_Lo que se pide_. Copia textualmente el pasaje del texto sobre las épocas de cambio que va de "Toda época de" a "considera la mejor.".

Toda época de revolución y cambio se enfrenta necesariamente al pasado que se expresa en la resistencia que oponen los que se niegan a dejarlo. No debe interpretarse esto sin embargo como una mala voluntad de los que se resisten. Ni siquiera puede considerarse una reacción deliberada suya, pues es natural que quien sienta amenazadas las condiciones de existencia de las que surgió no quiera desprenderse de lo que produjo esa su posibilidad de vida, aunque sea precaria. Es un acto de supervivencia y de elemental conservación el que todo ser quiera persistir y mantenerse de la única manera que conoce y que considera la mejor.
El futuro y el presente que lo anuncia con signos elocuentes se convierten en terrorífica amenaza, pues el cambio es una coacción violenta que expulsa del espacio cómodo que se acostumbró a habitar. El derrumbe de creencias y costumbres repetidas como espejos produce conmoción en los cimientos de una vida cuyo edificio social es a su vez reflejo; un reflejo que ha empezado a tambalearse. Esta general agitación que perturba lo existente lanzando sobre todo un signo de interrogación; este violento torbellino que no cesa de removerse no puede dejar de convertirse en una fuerza poderosa que se les opone y las confronta. ¡Es el tiempo de una gran resolución! Y aparecen caminos decisivos que definirán en adelante el curso que la sociedad tendrá que seguir, así como nuevas preguntas sobre viejas cuestiones que no se podrán resolver sin replantear las respuestas que ya no satisfacen a los nuevos interrogantes.
Todo viejo asunto es un nuevo problema siempre que este sea objeto de una crítica que lo examina todo a la luz de los nacientes principios de una nueva época. Los hombres que han vivido bajo el dominio de las viejas formas aprovechándose de ellas (incluso muchos que sin tener consciencia las experimentan como formas de opresión) reaccionan contra las que apenas surgen y empiezan a asomarse. Aquellos que se benefician y extraen de ellas su placer se apoyan en la contumacia de los que sin saber porqué persisten en la defensa de lo que aún no entienden, y en el rechazo de lo que sin conocer desprecian. Estos impedimentos, sin embargo, podrán ser sorteados con la firmeza de una voluntad arrojada, intrépida y audaz que expone sus motivos y fortalece con la práctica su razón y convicción, con lo cual irá alumbrando las ventajas del nuevo orden de cosas que tendrá que surgir.

_Material proporcionado_.
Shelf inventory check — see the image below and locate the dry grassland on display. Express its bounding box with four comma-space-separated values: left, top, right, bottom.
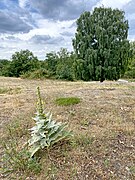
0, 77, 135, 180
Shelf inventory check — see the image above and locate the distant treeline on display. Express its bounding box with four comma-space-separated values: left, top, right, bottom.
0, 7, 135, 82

_Solución_.
Toda época de revolución y cambio se enfrenta necesariamente al pasado que se expresa en la resistencia que oponen los que se niegan a dejarlo. No debe interpretarse esto sin embargo como una mala voluntad de los que se resisten. Ni siquiera puede considerarse una reacción deliberada suya, pues es natural que quien sienta amenazadas las condiciones de existencia de las que surgió no quiera desprenderse de lo que produjo esa su posibilidad de vida, aunque sea precaria. Es un acto de supervivencia y de elemental conservación el que todo ser quiera persistir y mantenerse de la única manera que conoce y que considera la mejor.